→ **DIRECTIONS FOR THIS TASK**
Give back exactly the lines of the entries below from the line with "Target: wine glass" to the line with "Target: blue jeans", inclusive, and only those.

Collection entries

= Beginning of Section =

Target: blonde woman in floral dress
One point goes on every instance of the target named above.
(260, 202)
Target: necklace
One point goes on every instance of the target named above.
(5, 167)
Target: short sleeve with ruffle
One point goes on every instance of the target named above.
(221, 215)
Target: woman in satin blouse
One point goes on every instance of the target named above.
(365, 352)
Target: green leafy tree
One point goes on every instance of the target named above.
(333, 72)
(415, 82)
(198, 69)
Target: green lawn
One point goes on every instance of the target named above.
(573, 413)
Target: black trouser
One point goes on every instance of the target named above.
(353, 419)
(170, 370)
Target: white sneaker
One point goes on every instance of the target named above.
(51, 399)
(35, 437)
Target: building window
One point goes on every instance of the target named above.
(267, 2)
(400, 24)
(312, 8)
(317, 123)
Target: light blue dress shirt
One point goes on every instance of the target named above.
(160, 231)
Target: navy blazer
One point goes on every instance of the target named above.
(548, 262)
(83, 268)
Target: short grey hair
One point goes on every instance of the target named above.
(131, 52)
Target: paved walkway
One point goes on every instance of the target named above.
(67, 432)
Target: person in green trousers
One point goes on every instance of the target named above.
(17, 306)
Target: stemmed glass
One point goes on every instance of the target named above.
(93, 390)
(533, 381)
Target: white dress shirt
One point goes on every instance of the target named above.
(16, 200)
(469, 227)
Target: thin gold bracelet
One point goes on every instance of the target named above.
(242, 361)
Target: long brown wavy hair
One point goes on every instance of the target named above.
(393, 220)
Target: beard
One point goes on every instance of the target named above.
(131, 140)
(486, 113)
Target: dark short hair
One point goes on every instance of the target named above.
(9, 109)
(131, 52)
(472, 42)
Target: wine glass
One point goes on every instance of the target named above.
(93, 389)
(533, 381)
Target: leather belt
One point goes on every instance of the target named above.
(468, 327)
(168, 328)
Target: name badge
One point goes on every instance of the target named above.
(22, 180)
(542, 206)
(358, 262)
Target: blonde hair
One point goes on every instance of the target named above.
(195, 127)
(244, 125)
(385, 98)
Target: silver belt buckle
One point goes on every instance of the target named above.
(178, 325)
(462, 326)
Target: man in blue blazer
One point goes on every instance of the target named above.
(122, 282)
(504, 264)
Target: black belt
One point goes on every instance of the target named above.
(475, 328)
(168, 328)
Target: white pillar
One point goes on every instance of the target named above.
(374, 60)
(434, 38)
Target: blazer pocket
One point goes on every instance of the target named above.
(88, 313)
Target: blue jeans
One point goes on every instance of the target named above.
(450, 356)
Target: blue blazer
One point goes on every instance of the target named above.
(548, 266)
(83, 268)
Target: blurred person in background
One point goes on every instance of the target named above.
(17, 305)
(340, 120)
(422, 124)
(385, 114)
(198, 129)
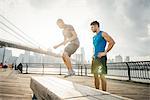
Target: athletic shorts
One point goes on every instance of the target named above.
(71, 49)
(99, 65)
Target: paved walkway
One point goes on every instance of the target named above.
(17, 86)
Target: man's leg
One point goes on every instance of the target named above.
(67, 61)
(103, 82)
(96, 81)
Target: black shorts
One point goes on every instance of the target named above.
(99, 65)
(71, 49)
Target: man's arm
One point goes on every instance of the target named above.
(111, 43)
(62, 43)
(74, 36)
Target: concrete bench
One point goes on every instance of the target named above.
(52, 88)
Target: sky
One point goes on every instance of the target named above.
(126, 21)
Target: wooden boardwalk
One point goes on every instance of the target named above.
(14, 86)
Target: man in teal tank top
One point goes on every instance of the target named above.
(99, 67)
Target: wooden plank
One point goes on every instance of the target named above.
(51, 88)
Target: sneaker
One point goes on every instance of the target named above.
(70, 74)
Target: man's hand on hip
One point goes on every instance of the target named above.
(101, 54)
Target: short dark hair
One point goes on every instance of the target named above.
(95, 23)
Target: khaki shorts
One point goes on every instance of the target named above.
(99, 66)
(71, 49)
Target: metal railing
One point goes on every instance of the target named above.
(130, 70)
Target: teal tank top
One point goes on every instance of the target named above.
(99, 43)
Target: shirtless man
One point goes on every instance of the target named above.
(70, 37)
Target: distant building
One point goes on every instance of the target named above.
(118, 58)
(110, 61)
(127, 59)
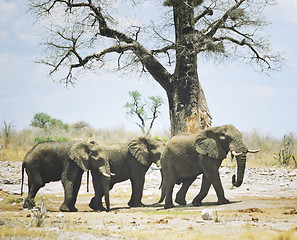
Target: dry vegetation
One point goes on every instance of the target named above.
(20, 142)
(151, 222)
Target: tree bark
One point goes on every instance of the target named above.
(187, 103)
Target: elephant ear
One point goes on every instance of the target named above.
(138, 148)
(209, 143)
(79, 153)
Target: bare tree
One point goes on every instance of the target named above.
(83, 33)
(144, 110)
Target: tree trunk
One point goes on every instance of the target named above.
(188, 107)
(187, 104)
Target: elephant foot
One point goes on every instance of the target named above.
(97, 207)
(197, 203)
(167, 206)
(65, 208)
(137, 204)
(29, 204)
(181, 201)
(223, 201)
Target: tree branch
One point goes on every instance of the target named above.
(223, 19)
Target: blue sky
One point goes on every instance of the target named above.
(235, 93)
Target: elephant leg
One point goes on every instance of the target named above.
(167, 187)
(69, 195)
(205, 186)
(71, 180)
(96, 201)
(34, 187)
(137, 192)
(217, 184)
(181, 195)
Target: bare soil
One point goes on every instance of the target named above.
(264, 207)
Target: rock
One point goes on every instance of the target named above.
(207, 214)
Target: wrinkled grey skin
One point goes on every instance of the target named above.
(129, 161)
(188, 155)
(66, 161)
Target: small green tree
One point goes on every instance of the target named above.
(41, 120)
(46, 122)
(7, 133)
(145, 110)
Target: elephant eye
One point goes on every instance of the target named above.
(94, 154)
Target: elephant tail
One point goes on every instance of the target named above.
(162, 188)
(23, 168)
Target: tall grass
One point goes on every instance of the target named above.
(22, 141)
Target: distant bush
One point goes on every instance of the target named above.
(49, 138)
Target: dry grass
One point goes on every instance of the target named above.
(194, 233)
(22, 141)
(38, 233)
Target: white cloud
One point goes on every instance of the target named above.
(3, 35)
(258, 91)
(287, 10)
(8, 11)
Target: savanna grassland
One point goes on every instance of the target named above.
(264, 207)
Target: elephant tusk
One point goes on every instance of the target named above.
(105, 174)
(253, 151)
(236, 154)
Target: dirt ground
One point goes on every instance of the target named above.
(264, 207)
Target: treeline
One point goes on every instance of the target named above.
(15, 144)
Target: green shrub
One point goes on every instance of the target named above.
(49, 138)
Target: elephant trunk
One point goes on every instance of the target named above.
(241, 162)
(106, 187)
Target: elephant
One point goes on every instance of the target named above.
(66, 161)
(128, 161)
(188, 155)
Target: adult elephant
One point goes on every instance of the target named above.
(128, 161)
(66, 161)
(188, 155)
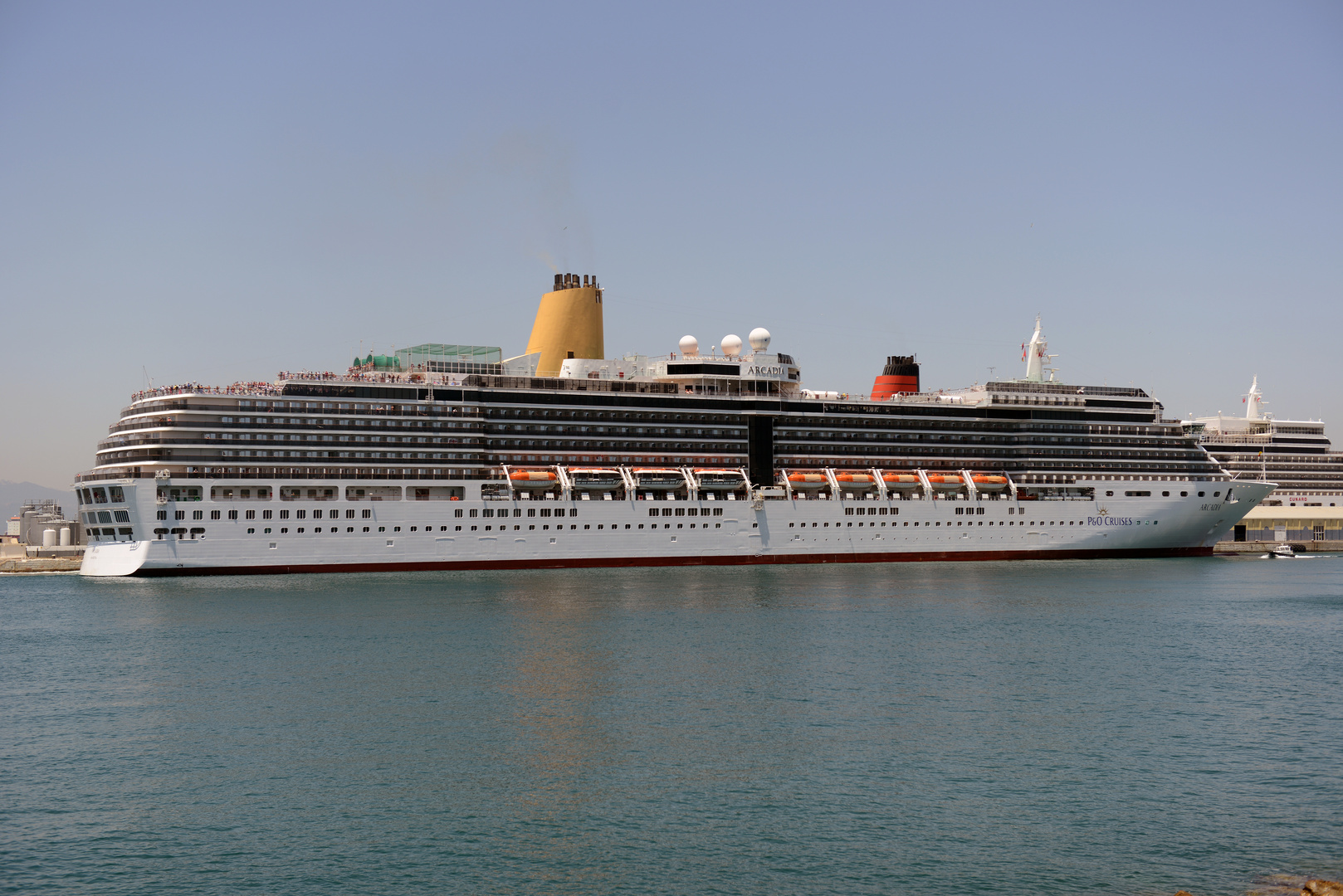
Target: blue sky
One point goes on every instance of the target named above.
(217, 192)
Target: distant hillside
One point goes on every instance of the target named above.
(12, 494)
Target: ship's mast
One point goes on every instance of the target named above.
(1036, 358)
(1252, 402)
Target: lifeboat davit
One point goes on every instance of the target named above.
(901, 481)
(856, 481)
(538, 480)
(595, 479)
(945, 481)
(658, 479)
(808, 481)
(717, 479)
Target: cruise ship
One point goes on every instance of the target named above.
(452, 457)
(1295, 455)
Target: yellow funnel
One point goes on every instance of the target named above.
(569, 324)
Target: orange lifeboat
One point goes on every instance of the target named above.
(856, 481)
(538, 480)
(989, 483)
(901, 481)
(945, 481)
(808, 481)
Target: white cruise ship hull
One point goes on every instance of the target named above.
(430, 535)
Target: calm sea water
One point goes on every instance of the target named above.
(1101, 727)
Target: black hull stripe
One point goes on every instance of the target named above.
(921, 557)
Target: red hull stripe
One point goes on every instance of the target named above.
(669, 562)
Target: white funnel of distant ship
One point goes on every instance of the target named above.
(1252, 402)
(1034, 355)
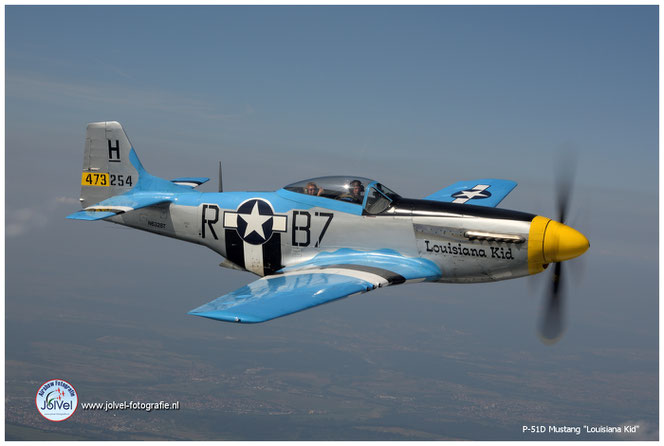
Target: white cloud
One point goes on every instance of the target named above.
(21, 221)
(26, 86)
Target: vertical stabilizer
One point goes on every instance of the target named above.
(109, 166)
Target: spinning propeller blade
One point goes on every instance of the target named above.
(552, 322)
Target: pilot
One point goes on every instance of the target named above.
(312, 189)
(355, 192)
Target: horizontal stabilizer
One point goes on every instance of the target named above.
(485, 192)
(120, 204)
(192, 182)
(91, 215)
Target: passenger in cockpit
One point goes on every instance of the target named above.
(312, 189)
(355, 192)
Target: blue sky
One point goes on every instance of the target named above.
(416, 97)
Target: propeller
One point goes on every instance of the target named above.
(552, 324)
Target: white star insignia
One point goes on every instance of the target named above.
(255, 222)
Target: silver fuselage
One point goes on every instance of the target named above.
(431, 230)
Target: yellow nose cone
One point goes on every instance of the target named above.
(563, 243)
(550, 241)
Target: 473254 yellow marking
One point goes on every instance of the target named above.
(94, 179)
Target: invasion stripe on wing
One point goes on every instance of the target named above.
(378, 277)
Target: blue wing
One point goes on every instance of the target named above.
(326, 278)
(485, 192)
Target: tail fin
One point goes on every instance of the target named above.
(110, 164)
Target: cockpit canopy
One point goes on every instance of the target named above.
(363, 191)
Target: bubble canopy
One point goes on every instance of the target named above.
(358, 190)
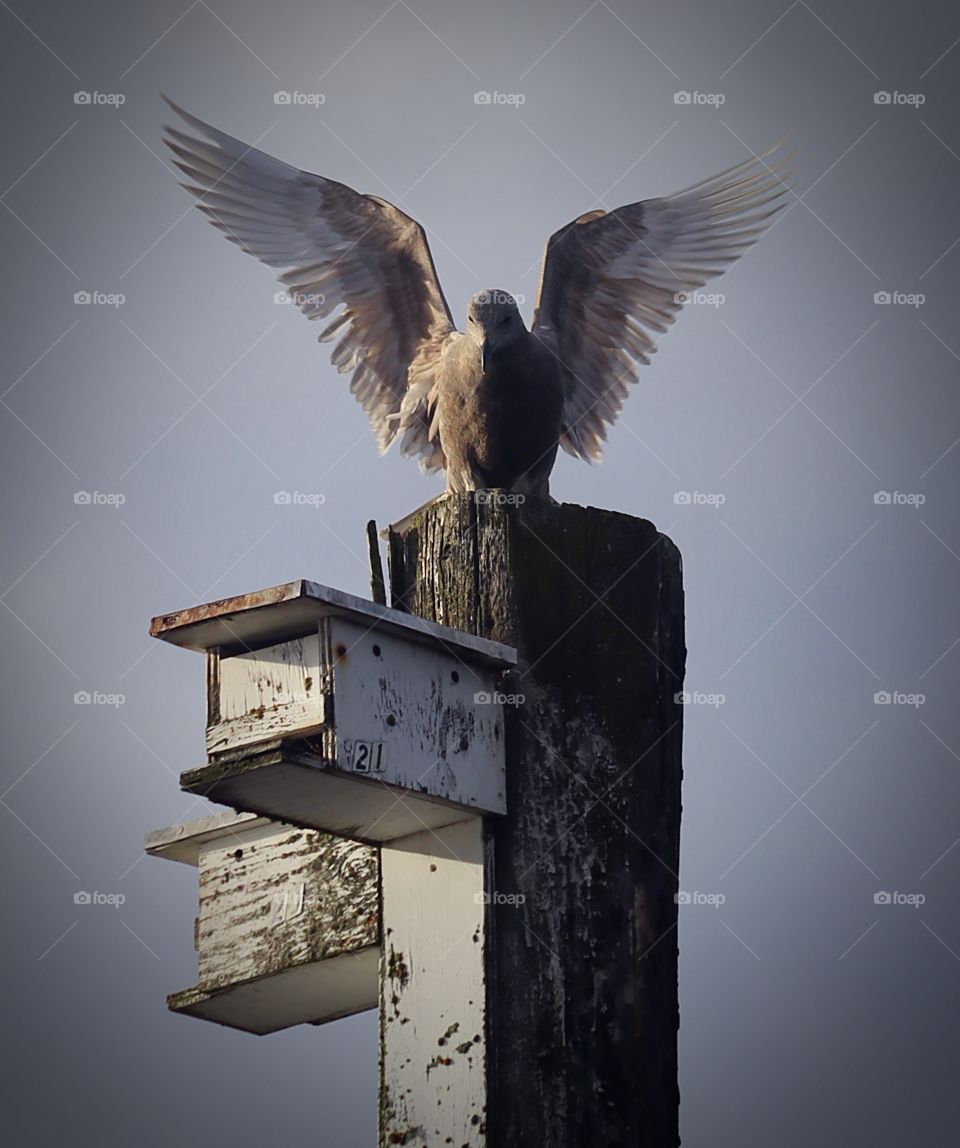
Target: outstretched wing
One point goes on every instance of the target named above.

= End of Section =

→ **ANSWER SECTION**
Target: wine glass
One point goes on every instance of the target named above.
(93, 389)
(533, 381)
Target: leather belt
One point goes on every instance of the target named above.
(468, 327)
(168, 328)
Target: name badge
One point goes on every instance of the target named above.
(22, 180)
(542, 206)
(358, 262)
Target: blonde hair
One point goes on every instance of the target named above.
(195, 127)
(244, 125)
(385, 98)
Target: silver belt buckle
One point goes on every instance of the target named above.
(178, 325)
(462, 326)
Target: man in blue blazer
One point goes on every instance of the target named above.
(122, 282)
(504, 264)
Target: black belt
One point goes on every instance of the target named above.
(475, 328)
(168, 328)
Target: white pillar
One point goes on every instance of the target named above.
(374, 60)
(434, 38)
Target: blazer pocket
One point goes on every instance of the target named above.
(88, 313)
Target: blue jeans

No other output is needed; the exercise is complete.